Short problem A: From the rows below, write out the lines that begin at the one containing "the berry cluster" and end after the one containing "<point>212,647</point>". Copy both of those lines and everything between them.

Selection:
-------------------------

Got e-mail back he had it done at Muller Pontiac in Highland Park,IL. He did not watch them do it. But if one dearler can do it for $9 then they should all be able to.

And wouldn't this answer the Q's about popping the case open?????

Or maybe make a phone call to Muller's Pontiac Garage.

Monica


----------



## Justice (Oct 9, 2005)

Gah! One of my remotes is dead. Less than 11K miles on it. Would it still be under warranty?


----------



## socal gto (Mar 10, 2006)

shouldn't it be possible to only order the remote instead of the whole key. the dealer shorted me my key to lock my glove box and they accidently ordered the ignition key and it came in two pieces so try asking for just the remote.


----------



## WanaMonster (Mar 10, 2006)

-------------------------

Available records:

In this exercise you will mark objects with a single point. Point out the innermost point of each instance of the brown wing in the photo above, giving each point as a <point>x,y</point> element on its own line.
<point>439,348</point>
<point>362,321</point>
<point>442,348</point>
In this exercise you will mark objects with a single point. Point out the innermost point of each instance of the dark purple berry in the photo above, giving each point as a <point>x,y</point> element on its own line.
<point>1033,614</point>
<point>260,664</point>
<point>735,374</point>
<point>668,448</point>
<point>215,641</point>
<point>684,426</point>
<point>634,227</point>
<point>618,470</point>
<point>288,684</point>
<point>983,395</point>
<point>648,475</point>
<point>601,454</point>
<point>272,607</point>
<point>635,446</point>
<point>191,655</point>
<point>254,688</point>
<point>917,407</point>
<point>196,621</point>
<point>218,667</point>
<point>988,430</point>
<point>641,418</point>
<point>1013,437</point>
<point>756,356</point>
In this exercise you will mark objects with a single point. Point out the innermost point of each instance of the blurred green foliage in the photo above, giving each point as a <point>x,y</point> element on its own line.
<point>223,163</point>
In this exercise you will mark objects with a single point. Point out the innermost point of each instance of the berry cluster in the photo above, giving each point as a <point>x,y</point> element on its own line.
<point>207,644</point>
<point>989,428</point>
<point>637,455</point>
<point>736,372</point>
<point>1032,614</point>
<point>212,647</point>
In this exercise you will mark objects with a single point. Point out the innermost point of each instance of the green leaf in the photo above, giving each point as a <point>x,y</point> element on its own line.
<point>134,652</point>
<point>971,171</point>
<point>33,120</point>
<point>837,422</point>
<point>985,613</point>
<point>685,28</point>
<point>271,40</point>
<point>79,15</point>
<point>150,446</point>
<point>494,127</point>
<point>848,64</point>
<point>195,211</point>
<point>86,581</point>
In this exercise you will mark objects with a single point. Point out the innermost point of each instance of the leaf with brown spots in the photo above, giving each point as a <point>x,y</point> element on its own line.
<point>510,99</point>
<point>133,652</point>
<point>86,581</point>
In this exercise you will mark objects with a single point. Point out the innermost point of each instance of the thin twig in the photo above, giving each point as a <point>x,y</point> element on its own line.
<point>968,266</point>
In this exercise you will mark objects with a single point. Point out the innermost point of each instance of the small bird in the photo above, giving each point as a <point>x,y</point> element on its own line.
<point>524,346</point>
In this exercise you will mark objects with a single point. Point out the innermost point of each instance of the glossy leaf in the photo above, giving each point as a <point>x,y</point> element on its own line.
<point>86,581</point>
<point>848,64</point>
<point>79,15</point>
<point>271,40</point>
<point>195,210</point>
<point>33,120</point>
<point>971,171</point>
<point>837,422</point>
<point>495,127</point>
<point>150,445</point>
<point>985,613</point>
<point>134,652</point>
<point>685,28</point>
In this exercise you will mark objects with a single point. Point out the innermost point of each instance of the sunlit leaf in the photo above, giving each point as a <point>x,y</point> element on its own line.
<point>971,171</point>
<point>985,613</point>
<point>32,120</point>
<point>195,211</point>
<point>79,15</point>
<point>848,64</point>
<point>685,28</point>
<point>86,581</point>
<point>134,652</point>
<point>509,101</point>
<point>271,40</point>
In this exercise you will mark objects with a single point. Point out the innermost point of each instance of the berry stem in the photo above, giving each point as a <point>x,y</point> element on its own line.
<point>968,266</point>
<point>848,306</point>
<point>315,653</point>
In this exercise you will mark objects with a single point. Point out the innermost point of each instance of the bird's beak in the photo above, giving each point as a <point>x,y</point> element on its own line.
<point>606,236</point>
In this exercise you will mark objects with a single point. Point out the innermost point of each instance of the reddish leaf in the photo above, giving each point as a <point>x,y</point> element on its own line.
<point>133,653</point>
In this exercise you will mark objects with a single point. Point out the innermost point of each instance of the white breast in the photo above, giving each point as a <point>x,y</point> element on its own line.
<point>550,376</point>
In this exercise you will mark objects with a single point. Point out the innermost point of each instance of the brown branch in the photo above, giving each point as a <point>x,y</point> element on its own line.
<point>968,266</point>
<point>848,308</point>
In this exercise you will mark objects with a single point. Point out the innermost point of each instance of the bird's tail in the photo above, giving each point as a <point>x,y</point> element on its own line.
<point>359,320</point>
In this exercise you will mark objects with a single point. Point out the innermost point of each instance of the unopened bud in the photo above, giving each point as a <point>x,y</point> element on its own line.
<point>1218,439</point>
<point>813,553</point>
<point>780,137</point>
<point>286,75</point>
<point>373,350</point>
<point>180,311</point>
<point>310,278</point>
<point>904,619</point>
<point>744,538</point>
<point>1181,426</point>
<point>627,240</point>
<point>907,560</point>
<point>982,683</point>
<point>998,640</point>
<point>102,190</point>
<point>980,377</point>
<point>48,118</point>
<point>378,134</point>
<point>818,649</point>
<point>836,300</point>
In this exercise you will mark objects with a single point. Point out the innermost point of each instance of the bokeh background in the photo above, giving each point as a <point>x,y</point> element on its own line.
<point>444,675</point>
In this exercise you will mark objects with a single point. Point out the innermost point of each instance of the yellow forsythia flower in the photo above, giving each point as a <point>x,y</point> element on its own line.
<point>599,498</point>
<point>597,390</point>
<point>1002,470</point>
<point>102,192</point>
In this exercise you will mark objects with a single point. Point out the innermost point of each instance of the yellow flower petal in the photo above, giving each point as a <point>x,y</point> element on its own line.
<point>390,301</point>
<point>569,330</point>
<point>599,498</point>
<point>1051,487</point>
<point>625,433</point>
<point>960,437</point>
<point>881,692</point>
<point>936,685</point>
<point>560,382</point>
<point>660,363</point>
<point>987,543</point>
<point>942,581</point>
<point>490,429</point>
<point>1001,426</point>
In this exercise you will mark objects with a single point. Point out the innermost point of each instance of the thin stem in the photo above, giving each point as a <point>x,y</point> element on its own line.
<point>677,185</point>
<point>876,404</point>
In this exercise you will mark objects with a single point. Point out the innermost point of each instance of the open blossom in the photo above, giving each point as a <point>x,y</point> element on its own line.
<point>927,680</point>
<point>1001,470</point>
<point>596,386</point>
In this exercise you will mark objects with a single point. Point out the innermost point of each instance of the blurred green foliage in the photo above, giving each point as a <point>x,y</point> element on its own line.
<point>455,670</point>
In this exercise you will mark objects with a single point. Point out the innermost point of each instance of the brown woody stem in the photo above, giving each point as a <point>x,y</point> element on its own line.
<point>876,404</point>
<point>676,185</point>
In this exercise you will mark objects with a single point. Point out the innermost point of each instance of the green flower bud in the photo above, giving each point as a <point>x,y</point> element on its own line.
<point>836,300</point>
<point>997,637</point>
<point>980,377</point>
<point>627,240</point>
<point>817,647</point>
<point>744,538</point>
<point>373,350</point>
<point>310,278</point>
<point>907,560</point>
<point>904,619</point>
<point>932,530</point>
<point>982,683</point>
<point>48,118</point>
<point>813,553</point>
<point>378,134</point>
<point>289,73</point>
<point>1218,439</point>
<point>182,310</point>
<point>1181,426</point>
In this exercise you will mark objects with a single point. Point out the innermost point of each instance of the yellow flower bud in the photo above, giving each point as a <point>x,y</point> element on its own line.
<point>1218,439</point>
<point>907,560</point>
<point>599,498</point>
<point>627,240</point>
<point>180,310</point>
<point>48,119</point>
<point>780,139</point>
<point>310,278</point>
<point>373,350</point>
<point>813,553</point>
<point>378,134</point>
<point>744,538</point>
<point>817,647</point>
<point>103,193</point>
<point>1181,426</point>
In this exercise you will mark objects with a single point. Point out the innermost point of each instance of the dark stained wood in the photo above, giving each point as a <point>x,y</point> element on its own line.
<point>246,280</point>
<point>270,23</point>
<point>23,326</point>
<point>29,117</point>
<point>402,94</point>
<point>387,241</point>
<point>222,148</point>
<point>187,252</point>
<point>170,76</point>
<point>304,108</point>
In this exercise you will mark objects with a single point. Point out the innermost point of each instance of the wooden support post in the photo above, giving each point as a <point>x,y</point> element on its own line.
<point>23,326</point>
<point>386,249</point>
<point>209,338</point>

-------------------------

Short problem B: Continue the forum thread about key remotes from where it stops.

Response A:
In this exercise you will mark objects with a single point. Point out the innermost point of each instance of the berry cluster in the photo above, giving each point as a <point>x,y</point> element on its own line.
<point>207,644</point>
<point>989,428</point>
<point>637,455</point>
<point>736,372</point>
<point>1032,614</point>
<point>212,647</point>

Response B:
*do it like this*

Get an aftermarket alarm system that does all the same stuff. Spend the money once and only once, not every 5 years.


----------



## Alienhummer (Oct 27, 2006)

The key is around 65 and the remote part is around 75. You only have to replace the remote part and re-program the new one. The battery is not replaceable.


----------



## PEKO (Nov 30, 2006)

Transmitter part# 92123129 $54.39 list 
Pre-Cut key Part# 92141426 $64.44 list 
probably a re-post but ill put it up anyway.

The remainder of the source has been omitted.